Silent call. Concealing NTAPI calls from security tools

Since recently, EDR systems have been increasingly frequently using call stack tracing to detect malicious applications and envenom red teamer’s lives. Let’s analyze this powerful technique and find a way to fool EDR and call NTAPI covertly — so that even stack unwinding won’t expose your calls.

warning

This article is intended for security specialists operating under a contract; all information provided in it is for educational purposes only. Neither the author nor the Editorial Board can be held liable for any damages caused by improper usage of this publication. Distribution of malware, disruption of systems, and violation of secrecy of correspondence are prosecuted by law.

WinAPI indirect calls

Why invent something new if such a technique as WinAPI Indirect Calls already exists? It has certain advantages, and it’s easy to implement and well-documented. Let me briefly remind you of its operating principle.

The essence of the Indirect Syscalls technique is that NTAPI is called not directly via ntdll.dll, but using special code that emulates a NTAPI function call: a stack of arguments is formed; the number of the system service used for this call is saved to eax; and then a jump to the address of the syscall instruction in ntdll.dll is performed. The code looks something like this:

// The argument stack has already been formed; the WinAPI call from ntdll.dll is performed next
mov r10, rcx
mov eax, <syscall_number>
jmp <address_of_syscall_instruction_in_ntdll>

From the outside, it looks fine, and it had worked until EDR started using Event Tracing for Windows (ETW) to unwind the system call stack. Too bad, even though the Indirect Syscalls technique makes it possible to avoid detection at the user mode level, it still leaves traces in the call stack. EDR can now unwind this stack, analyze it, and detect such anomalies.

- **WRITTEN REQUEST 1**:
Can you reproduce the passage of the NTAPI call-concealment article from "Silent call. Concealing" to "prosecuted by law.", word for word?

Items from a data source
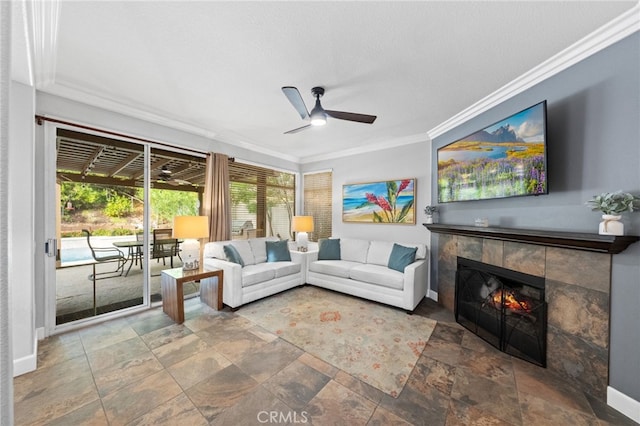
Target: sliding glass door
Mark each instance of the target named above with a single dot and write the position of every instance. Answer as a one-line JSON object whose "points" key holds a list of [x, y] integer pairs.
{"points": [[110, 233]]}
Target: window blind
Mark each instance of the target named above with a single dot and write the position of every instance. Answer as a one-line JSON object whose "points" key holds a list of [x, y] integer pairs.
{"points": [[318, 202]]}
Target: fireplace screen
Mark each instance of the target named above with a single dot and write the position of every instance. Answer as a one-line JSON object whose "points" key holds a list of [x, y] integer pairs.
{"points": [[504, 307]]}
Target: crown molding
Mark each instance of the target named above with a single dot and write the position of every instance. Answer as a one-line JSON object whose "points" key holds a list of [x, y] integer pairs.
{"points": [[610, 33], [68, 91], [394, 143]]}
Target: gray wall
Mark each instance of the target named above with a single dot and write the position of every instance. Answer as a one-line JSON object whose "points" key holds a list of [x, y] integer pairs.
{"points": [[593, 134]]}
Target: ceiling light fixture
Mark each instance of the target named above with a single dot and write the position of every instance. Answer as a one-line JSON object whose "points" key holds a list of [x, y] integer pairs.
{"points": [[318, 116]]}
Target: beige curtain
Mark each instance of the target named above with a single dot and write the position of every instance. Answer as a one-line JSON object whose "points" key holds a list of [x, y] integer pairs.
{"points": [[217, 202]]}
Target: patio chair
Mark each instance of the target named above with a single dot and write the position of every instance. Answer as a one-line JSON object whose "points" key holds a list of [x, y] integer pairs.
{"points": [[139, 251], [106, 255], [164, 245]]}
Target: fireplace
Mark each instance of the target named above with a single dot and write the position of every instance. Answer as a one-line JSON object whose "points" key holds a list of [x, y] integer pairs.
{"points": [[504, 307]]}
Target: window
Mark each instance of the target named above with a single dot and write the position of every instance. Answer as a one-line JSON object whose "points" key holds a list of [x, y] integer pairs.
{"points": [[317, 202], [262, 201]]}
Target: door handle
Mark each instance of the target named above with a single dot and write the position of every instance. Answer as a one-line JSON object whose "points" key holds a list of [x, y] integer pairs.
{"points": [[51, 247]]}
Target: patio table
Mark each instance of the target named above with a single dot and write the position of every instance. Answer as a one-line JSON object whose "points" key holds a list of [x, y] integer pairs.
{"points": [[132, 247]]}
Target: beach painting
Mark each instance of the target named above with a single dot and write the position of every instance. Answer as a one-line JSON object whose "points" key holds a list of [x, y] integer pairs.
{"points": [[391, 201]]}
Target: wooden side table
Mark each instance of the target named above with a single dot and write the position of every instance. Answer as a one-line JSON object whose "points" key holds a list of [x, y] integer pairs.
{"points": [[172, 281]]}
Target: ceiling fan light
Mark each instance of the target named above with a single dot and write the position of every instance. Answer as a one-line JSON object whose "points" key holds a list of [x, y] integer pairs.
{"points": [[318, 117], [318, 121]]}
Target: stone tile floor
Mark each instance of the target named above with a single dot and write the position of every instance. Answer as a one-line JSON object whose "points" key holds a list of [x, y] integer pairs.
{"points": [[219, 369]]}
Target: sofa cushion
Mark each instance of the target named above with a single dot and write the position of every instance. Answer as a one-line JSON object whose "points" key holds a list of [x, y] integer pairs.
{"points": [[255, 274], [245, 251], [379, 252], [233, 255], [278, 251], [337, 268], [354, 250], [377, 274], [216, 249], [329, 249], [282, 269], [401, 257], [259, 248], [421, 250]]}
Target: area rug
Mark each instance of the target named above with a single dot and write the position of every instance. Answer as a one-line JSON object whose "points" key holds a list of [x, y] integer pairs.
{"points": [[375, 343]]}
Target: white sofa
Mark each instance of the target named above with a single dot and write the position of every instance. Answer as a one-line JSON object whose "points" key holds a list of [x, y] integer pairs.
{"points": [[257, 278], [362, 271]]}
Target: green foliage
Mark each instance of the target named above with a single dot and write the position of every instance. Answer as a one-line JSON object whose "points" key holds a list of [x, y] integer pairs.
{"points": [[82, 195], [118, 206], [98, 233], [165, 204], [614, 203]]}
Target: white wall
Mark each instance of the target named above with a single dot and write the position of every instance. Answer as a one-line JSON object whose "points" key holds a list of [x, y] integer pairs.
{"points": [[21, 230], [407, 161], [79, 113]]}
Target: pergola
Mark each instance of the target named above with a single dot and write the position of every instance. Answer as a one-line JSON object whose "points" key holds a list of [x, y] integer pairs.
{"points": [[86, 158]]}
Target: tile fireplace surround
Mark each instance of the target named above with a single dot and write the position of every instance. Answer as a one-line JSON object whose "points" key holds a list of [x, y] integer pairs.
{"points": [[578, 282]]}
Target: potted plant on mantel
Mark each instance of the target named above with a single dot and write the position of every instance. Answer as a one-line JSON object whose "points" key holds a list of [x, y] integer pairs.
{"points": [[612, 205], [430, 211]]}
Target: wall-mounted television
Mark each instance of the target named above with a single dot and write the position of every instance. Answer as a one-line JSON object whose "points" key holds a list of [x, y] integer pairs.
{"points": [[505, 159]]}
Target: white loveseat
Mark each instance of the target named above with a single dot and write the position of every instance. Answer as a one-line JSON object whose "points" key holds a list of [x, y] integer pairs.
{"points": [[363, 271], [257, 278]]}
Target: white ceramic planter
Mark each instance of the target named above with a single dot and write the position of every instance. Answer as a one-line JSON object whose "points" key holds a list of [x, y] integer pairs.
{"points": [[611, 225]]}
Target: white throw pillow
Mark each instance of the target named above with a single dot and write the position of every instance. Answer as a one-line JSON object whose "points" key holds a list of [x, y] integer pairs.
{"points": [[244, 249], [379, 252], [421, 253], [354, 250], [259, 248]]}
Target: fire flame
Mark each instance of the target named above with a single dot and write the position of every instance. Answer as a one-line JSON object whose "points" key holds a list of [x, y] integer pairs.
{"points": [[510, 301]]}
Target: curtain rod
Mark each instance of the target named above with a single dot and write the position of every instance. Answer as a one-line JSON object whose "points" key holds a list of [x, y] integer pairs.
{"points": [[41, 118]]}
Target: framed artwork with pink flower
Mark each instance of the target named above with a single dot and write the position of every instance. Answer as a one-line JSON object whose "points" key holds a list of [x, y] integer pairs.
{"points": [[390, 201]]}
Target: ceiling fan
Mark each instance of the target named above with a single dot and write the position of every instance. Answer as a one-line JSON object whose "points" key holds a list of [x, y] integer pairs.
{"points": [[318, 114], [165, 177]]}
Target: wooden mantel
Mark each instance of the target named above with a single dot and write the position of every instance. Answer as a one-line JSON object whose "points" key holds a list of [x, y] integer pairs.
{"points": [[612, 244]]}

- **WRITTEN REQUEST 2**:
In the records, from the line with "Target: wooden mantel" through the end of the records, could you switch "wooden" to "oak" and return only those lines, otherwise unchanged?

- **FULL OUTPUT 1**:
Silent call. Concealing NTAPI calls from security tools

Since recently, EDR systems have been increasingly frequently using call stack tracing to detect malicious applications and envenom red teamer’s lives. Let’s analyze this powerful technique and find a way to fool EDR and call NTAPI covertly — so that even stack unwinding won’t expose your calls.

warning

This article is intended for security specialists operating under a contract; all information provided in it is for educational purposes only. Neither the author nor the Editorial Board can be held liable for any damages caused by improper usage of this publication. Distribution of malware, disruption of systems, and violation of secrecy of correspondence are prosecuted by law.

- **FULL OUTPUT 2**:
Target: oak mantel
Mark each instance of the target named above with a single dot and write the position of every instance. Answer as a one-line JSON object whose "points" key holds a list of [x, y] integer pairs.
{"points": [[612, 244]]}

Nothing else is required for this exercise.